━━━ Text der Seite
Analyse zu dem Traditionssender Der WDR — ein Sanierungsfall

Köln · 100 Tage nach seinem Amtsantritt hat WDR-Intendant Tom Buhrow ausgesprochen, was seine Vorgängerin standhaft ignoriert hat: Dem Sender droht auf Dauer die Pleite. Trotzdem scheut der neue Chef eine Radikalkur.

Monika Piel geht es dem Vernehmen nach wieder ganz gut. Sechs Jahre lang stand sie als Intendantin an der Spitze des WDR, bevor sie im Januar 2013 überraschend verkündete, ihre zweite Amtszeit trotz bereits erfolgter Wiederwahl aus gesundheitlichen Gründen nicht antreten zu wollen. Anfang November will Piel im Rahmen eines Literatur-Festivals in der Eifel aus ihrem Tagebuch vorlesen und (Zitat aus dem Programm) "zum ersten Mal öffentlich sagen, warum sie zurücktrat". Man muss kein Hellseher sein um vorherzusagen, dass die begeisterte Porsche-Fahrerin kaum die Einsicht verkünden wird, den Sender an den Rand des Abgrunds gebracht zu haben.

Auch wenn Tom Buhrow bisher jede Kritik an der Amtsführung seiner Vorgängerin zurückweist, ist klar: Monika Piel hat ihrem Nachfolger die größte und mächtigste ARD-Anstalt als Sanierungsfall hinterlassen. An den Einschnitten in den WDR-Haushalt, die Tom Buhrow nach seinen ersten 100 Tagen als Intendant des Senders in dieser Woche angekündigt hat, überraschen eigentlich nur zwei Punkte: Zum einen, dass die ersten angekündigten Korrekturen des neuen Chefs vergleichsweise zaghaft ausfallen, zum anderen, dass vor Buhrows Amtsantritt offenbar weder in den Führungs- noch in den Aufsichtsgremien des Mammut-Senders jemals ein ordentlicher Kassensturz durchgeführt wurde.
━━━━━━
Schriftliche Aufgabe 1:
Beantworte anhand des Textes über den WDR:
(a) Wie viele Jahre stand Monika Piel als Intendantin an der Spitze des WDR?
(b) In welchem Monat und Jahr verkündete sie, ihre zweite Amtszeit nicht antreten zu wollen?
(c) Nach wie vielen Tagen als Intendant kündigte Tom Buhrow Einschnitte in den WDR-Haushalt an?
━━━ Einträge zur Übung
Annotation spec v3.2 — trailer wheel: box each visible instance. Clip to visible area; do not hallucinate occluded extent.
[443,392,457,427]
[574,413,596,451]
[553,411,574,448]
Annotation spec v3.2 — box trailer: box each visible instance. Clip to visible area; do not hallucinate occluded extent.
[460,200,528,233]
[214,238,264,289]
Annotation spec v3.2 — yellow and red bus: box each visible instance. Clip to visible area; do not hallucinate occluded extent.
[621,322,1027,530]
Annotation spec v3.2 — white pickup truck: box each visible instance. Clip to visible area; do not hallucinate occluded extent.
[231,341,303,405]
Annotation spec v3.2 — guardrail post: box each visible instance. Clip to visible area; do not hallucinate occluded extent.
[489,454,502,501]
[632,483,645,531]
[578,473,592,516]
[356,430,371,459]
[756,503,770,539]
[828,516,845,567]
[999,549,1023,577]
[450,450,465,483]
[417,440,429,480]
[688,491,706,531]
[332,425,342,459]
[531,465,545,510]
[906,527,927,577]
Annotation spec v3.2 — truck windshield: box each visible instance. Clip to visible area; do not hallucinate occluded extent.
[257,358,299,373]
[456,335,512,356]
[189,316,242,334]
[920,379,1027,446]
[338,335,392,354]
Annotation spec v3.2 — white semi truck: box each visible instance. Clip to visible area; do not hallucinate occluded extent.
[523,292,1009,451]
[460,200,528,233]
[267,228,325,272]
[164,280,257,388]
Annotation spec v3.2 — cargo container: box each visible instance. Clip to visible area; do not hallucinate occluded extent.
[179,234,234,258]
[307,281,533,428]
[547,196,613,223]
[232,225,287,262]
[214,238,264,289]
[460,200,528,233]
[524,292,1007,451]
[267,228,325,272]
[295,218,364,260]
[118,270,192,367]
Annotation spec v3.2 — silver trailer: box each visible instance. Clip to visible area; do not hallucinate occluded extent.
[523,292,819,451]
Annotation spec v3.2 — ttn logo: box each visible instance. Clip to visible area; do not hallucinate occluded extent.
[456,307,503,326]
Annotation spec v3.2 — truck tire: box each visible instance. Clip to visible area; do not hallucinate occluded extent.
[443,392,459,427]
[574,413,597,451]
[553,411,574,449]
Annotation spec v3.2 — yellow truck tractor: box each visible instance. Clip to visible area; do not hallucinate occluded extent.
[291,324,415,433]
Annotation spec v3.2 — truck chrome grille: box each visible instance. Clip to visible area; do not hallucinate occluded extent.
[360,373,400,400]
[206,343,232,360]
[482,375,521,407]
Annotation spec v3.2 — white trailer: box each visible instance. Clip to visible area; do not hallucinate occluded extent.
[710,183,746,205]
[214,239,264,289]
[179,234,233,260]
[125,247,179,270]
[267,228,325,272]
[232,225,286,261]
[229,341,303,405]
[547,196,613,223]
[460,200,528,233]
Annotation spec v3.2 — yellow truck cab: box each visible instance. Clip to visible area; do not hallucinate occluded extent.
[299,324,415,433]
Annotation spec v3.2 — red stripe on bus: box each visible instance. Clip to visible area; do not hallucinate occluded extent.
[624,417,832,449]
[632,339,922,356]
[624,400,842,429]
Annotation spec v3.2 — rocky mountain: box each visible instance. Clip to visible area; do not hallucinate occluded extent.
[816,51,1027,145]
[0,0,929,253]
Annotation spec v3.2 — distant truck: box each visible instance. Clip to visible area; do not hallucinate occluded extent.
━━━━━━
Schriftliche Aufgabe 2: Ersetze in den Einträgen im Abschnitt von der Zeile mit „Annotation spec v3.2 — rocky“ bis zum Ende der Einträge, beide Enden eingeschlossen, „mountain“ durch „ridge“. Gib nur diesen Abschnitt wieder und lass alles andere unverändert.

Richtige Lösung 1:
(a) Sechs Jahre
(b) Im Januar 2013
(c) Nach 100 Tagen

Richtige Lösung 2:
Annotation spec v3.2 — rocky ridge: box each visible instance. Clip to visible area; do not hallucinate occluded extent.
[816,51,1027,145]
[0,0,929,253]
Annotation spec v3.2 — distant truck: box each visible instance. Clip to visible area; do not hallucinate occluded extent.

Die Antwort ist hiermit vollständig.